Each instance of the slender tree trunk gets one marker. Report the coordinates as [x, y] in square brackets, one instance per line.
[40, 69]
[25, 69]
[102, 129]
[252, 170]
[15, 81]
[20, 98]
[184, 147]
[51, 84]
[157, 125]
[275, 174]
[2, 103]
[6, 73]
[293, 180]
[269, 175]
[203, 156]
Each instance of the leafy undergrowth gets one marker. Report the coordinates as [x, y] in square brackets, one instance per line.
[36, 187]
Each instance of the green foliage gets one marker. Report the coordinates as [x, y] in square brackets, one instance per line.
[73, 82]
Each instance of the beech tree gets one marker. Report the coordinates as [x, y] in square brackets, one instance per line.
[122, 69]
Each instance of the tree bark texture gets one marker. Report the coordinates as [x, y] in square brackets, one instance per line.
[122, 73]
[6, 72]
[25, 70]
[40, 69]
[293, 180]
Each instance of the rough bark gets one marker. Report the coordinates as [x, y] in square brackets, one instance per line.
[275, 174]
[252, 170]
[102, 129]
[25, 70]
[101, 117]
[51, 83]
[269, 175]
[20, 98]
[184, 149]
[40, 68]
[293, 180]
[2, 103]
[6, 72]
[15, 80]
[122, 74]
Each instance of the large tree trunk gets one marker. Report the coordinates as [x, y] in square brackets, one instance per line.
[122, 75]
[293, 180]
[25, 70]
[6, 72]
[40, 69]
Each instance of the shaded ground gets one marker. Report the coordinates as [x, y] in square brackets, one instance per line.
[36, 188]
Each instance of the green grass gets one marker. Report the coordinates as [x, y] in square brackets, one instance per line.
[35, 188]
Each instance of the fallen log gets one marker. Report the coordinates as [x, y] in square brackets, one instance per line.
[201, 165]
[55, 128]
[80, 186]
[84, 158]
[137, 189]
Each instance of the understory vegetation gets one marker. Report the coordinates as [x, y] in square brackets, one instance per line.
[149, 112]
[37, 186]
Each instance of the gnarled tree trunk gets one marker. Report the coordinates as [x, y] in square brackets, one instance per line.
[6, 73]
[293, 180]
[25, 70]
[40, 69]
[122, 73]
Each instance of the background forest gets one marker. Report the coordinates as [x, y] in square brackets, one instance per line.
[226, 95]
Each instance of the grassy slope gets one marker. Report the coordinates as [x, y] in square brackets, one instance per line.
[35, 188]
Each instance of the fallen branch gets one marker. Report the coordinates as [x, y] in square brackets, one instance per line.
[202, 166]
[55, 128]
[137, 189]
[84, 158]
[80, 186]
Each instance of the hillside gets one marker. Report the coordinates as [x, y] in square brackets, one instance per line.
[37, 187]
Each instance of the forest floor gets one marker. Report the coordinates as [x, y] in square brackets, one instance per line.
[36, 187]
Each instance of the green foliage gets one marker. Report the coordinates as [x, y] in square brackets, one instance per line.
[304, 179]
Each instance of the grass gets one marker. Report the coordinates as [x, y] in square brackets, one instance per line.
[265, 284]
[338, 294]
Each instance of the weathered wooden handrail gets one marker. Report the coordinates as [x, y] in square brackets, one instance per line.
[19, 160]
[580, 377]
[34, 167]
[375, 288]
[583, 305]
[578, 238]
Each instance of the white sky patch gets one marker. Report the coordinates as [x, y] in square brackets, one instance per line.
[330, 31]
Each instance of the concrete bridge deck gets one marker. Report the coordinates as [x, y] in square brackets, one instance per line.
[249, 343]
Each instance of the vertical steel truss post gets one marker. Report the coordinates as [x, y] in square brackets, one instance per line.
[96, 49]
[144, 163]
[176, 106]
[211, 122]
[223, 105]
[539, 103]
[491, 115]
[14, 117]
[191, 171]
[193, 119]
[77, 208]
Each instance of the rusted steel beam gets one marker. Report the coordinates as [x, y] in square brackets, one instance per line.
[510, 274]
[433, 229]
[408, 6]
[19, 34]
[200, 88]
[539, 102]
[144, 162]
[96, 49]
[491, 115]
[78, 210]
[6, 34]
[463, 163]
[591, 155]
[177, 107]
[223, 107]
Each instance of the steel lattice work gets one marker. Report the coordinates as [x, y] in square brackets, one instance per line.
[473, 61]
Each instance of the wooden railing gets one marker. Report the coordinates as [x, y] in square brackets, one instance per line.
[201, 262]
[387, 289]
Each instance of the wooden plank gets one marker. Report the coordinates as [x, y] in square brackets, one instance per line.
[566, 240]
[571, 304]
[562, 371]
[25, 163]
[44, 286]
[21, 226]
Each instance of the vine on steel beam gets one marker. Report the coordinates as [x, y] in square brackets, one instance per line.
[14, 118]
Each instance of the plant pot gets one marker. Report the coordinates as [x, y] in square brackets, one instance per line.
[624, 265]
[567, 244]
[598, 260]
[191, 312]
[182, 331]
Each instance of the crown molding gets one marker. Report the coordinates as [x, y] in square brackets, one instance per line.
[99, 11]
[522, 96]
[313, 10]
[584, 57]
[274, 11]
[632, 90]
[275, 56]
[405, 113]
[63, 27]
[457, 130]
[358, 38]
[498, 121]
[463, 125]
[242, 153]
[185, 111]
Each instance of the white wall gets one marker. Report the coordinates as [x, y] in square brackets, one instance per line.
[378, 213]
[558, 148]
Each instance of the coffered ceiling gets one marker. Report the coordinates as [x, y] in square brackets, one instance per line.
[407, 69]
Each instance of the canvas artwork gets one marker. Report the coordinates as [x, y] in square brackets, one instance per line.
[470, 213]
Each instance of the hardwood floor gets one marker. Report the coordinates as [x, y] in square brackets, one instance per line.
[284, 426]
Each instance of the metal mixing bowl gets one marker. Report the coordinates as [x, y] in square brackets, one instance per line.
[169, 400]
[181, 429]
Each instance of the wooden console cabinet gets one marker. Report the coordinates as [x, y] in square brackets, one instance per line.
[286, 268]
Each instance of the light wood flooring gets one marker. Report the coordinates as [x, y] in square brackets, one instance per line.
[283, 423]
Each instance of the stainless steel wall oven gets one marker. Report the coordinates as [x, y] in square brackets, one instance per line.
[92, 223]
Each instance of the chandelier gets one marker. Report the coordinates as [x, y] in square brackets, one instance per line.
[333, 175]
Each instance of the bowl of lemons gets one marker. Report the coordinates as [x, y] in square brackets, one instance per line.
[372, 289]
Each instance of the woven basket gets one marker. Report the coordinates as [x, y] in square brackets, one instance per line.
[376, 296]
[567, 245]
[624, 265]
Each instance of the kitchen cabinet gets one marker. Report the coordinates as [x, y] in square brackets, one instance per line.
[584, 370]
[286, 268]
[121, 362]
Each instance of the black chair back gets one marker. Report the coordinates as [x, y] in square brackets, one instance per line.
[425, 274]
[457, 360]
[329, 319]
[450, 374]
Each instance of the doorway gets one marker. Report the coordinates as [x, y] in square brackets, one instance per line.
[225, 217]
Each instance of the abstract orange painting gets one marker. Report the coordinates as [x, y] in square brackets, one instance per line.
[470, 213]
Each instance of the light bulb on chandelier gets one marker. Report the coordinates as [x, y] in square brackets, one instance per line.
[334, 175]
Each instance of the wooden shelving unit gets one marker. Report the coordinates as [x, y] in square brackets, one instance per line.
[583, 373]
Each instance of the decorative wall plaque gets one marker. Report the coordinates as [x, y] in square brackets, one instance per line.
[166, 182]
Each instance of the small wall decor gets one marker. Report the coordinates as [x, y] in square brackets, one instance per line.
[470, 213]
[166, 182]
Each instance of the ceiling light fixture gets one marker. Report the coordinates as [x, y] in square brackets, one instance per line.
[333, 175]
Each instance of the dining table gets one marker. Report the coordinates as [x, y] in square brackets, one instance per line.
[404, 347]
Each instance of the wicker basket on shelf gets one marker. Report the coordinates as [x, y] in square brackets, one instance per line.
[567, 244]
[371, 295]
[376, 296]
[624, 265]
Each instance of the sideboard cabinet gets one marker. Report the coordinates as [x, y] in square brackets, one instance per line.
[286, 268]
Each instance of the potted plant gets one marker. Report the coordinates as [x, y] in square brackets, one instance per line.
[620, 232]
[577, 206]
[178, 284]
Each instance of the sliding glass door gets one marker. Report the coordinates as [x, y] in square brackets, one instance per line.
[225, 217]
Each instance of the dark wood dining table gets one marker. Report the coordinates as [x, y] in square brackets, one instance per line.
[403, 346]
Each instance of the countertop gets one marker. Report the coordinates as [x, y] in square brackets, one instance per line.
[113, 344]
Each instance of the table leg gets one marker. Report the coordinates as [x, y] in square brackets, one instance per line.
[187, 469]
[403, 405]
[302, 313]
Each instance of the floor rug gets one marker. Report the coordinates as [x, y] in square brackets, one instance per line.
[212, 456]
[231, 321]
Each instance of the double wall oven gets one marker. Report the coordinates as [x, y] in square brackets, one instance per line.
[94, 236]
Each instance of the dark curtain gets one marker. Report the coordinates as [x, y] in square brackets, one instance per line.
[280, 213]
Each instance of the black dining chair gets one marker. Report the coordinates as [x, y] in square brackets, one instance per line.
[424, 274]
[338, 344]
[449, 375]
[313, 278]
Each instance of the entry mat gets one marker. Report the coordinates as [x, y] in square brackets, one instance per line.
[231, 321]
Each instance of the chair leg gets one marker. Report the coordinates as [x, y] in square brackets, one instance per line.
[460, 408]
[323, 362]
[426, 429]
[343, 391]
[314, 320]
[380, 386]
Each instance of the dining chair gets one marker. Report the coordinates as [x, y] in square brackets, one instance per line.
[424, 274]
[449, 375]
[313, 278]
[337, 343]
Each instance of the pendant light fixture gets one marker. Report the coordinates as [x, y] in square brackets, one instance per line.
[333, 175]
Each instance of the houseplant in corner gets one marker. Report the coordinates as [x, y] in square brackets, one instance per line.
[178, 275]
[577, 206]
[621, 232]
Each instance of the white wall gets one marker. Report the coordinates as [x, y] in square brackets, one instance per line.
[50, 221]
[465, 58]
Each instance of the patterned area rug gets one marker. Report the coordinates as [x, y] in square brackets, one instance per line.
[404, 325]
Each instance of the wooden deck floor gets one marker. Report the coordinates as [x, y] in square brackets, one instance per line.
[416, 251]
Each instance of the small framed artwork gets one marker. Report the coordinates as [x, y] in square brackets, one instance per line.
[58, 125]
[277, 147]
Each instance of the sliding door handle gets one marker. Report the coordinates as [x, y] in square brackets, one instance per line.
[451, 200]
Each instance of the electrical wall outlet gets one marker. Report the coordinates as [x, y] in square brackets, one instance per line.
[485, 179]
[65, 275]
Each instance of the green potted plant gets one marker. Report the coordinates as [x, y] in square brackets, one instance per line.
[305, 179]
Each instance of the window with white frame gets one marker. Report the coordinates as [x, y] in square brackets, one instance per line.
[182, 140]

▶ TO DO
Please convert the lines from the one containing "Each instance of the green potted" through the final line into a Markdown table with the columns Row and Line, leaving out any blank lines.

▶ REPLY
| Row | Line |
|---|---|
| 1 | Each instance of the green potted plant gets one marker. Report the coordinates as [x, y] in square brackets, one instance per line. |
| 2 | [305, 179] |
| 3 | Each instance of the window with white frame gets one marker. Report the coordinates as [x, y] in square brackets, one instance per line. |
| 4 | [182, 140] |